## MATERIAL SHOWN

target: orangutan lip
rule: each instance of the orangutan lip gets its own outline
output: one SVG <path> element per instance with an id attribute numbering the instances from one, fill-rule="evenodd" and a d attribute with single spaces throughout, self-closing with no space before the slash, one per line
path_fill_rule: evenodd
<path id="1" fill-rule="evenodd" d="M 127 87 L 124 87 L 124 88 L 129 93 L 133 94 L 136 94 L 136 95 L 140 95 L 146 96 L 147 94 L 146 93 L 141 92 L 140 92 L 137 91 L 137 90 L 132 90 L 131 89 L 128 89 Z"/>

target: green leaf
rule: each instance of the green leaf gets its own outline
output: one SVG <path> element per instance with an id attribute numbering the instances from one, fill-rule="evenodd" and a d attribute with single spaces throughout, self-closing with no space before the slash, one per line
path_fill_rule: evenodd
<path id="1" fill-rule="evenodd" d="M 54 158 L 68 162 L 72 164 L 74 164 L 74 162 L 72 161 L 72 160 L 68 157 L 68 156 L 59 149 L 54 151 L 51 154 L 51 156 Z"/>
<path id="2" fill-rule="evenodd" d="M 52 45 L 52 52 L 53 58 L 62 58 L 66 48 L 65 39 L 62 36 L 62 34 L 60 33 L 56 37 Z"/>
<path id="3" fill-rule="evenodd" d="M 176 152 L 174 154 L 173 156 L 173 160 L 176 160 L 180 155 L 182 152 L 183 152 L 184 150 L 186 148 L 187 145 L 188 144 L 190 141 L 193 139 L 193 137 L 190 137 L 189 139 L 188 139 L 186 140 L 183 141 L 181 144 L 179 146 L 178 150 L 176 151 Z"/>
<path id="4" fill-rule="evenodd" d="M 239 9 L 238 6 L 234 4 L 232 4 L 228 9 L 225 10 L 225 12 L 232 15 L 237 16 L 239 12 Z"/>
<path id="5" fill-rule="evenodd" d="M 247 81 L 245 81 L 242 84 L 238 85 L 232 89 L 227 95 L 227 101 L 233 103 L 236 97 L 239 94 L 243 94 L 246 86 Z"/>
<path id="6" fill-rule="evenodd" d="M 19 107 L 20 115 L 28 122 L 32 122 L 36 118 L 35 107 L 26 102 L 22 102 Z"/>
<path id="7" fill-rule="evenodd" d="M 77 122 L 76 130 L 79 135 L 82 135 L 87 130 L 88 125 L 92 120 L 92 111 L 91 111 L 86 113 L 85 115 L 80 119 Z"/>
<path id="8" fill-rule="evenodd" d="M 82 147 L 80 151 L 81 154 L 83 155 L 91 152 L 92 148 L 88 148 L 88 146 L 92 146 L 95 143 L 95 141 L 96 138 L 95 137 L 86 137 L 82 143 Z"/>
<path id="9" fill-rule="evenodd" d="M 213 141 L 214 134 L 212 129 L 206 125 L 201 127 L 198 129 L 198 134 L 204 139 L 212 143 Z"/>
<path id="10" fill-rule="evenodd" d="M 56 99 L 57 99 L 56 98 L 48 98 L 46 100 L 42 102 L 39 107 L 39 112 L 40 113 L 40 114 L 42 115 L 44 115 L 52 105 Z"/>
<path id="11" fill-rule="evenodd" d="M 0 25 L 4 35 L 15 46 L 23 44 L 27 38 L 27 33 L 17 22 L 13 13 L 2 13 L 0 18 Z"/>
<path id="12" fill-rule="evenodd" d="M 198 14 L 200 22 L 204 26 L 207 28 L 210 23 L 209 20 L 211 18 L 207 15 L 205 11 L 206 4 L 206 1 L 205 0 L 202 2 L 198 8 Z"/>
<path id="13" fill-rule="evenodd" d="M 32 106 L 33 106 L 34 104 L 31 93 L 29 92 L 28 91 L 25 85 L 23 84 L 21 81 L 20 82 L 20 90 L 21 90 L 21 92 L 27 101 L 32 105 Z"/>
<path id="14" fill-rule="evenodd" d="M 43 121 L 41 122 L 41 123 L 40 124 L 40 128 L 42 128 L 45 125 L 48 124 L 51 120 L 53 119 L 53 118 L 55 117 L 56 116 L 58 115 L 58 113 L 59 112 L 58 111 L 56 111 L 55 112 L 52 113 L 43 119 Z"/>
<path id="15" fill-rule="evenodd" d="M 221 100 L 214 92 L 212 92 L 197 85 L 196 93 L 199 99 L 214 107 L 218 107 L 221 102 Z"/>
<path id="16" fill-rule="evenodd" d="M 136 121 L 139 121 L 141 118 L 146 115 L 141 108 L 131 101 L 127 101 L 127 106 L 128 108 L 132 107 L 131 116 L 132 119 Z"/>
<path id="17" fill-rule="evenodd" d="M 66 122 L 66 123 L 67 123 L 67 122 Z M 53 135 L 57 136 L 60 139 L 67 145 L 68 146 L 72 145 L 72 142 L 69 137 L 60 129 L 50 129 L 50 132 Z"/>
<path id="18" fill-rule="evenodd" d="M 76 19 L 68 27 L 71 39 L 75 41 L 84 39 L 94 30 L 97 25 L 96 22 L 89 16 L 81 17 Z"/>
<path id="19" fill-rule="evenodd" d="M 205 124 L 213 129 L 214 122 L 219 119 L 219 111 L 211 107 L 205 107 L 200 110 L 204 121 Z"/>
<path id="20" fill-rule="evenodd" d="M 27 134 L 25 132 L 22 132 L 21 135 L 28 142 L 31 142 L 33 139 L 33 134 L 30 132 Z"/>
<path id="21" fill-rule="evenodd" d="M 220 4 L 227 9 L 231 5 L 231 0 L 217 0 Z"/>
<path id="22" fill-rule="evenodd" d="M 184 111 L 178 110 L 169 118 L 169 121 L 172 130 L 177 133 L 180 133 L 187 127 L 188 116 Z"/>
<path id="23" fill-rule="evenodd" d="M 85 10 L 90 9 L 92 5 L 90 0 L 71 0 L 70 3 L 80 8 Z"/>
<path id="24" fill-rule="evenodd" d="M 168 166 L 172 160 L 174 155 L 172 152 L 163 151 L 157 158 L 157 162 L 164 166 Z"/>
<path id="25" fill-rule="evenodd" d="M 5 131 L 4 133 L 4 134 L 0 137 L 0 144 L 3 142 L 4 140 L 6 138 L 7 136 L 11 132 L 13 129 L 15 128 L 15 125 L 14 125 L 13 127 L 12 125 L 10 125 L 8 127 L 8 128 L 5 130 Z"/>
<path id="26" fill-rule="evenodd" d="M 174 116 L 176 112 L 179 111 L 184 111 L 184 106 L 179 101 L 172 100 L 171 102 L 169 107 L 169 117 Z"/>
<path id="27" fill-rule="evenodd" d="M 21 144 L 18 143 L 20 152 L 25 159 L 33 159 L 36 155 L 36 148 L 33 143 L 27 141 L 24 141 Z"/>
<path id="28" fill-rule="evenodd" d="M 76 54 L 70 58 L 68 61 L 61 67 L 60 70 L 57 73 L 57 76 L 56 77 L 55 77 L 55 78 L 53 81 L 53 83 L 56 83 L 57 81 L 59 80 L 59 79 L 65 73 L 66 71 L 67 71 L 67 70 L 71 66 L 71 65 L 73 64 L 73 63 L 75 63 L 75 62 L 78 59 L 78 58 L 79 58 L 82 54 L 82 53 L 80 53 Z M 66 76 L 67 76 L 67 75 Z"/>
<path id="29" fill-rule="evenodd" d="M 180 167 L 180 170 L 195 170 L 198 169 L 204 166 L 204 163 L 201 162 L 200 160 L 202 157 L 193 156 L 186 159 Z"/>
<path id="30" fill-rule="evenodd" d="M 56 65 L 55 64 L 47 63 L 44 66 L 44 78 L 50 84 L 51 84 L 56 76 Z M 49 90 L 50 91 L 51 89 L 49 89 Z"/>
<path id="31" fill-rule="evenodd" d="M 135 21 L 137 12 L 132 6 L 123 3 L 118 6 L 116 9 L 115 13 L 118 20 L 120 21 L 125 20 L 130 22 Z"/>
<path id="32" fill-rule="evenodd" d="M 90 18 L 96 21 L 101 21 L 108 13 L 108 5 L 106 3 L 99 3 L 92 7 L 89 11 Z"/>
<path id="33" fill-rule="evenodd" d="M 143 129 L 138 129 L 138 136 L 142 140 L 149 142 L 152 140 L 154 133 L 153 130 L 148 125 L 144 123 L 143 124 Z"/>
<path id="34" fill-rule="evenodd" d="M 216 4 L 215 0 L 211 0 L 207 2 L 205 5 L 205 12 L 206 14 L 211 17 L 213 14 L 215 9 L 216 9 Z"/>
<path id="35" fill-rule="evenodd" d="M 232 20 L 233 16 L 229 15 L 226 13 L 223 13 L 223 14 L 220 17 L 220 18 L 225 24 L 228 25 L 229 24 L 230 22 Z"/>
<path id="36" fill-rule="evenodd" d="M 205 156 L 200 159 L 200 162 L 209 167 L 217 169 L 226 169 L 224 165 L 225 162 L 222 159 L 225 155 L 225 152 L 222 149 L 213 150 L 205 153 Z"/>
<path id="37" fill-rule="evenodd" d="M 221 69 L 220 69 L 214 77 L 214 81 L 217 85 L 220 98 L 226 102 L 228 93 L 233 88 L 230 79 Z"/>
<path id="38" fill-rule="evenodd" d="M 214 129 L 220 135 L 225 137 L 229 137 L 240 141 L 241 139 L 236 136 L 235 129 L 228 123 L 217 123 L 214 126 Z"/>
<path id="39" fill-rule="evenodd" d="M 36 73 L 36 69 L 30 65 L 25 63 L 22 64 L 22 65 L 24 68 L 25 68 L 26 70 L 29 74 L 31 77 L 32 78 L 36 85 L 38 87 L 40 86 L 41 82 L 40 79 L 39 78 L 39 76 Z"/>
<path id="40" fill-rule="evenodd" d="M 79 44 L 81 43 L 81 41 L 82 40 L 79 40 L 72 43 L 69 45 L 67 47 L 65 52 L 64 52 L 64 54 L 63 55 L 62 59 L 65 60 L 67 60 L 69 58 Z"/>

## TO BE DONE
Please repeat the lines without any change, from the first line up to and including the line with "127 87 L 124".

## OUTPUT BELOW
target: orangutan lip
rule: each instance of the orangutan lip gets its own outline
output: one SVG <path> element per instance with an id attribute numbering the instances from one, fill-rule="evenodd" and a d attribute with single spaces throughout, self-closing with no space before the slash, one per line
path_fill_rule: evenodd
<path id="1" fill-rule="evenodd" d="M 127 87 L 124 87 L 124 88 L 129 93 L 133 94 L 136 94 L 136 95 L 140 95 L 146 96 L 147 94 L 146 93 L 141 92 L 140 92 L 137 91 L 137 90 L 132 90 L 131 89 L 128 89 Z"/>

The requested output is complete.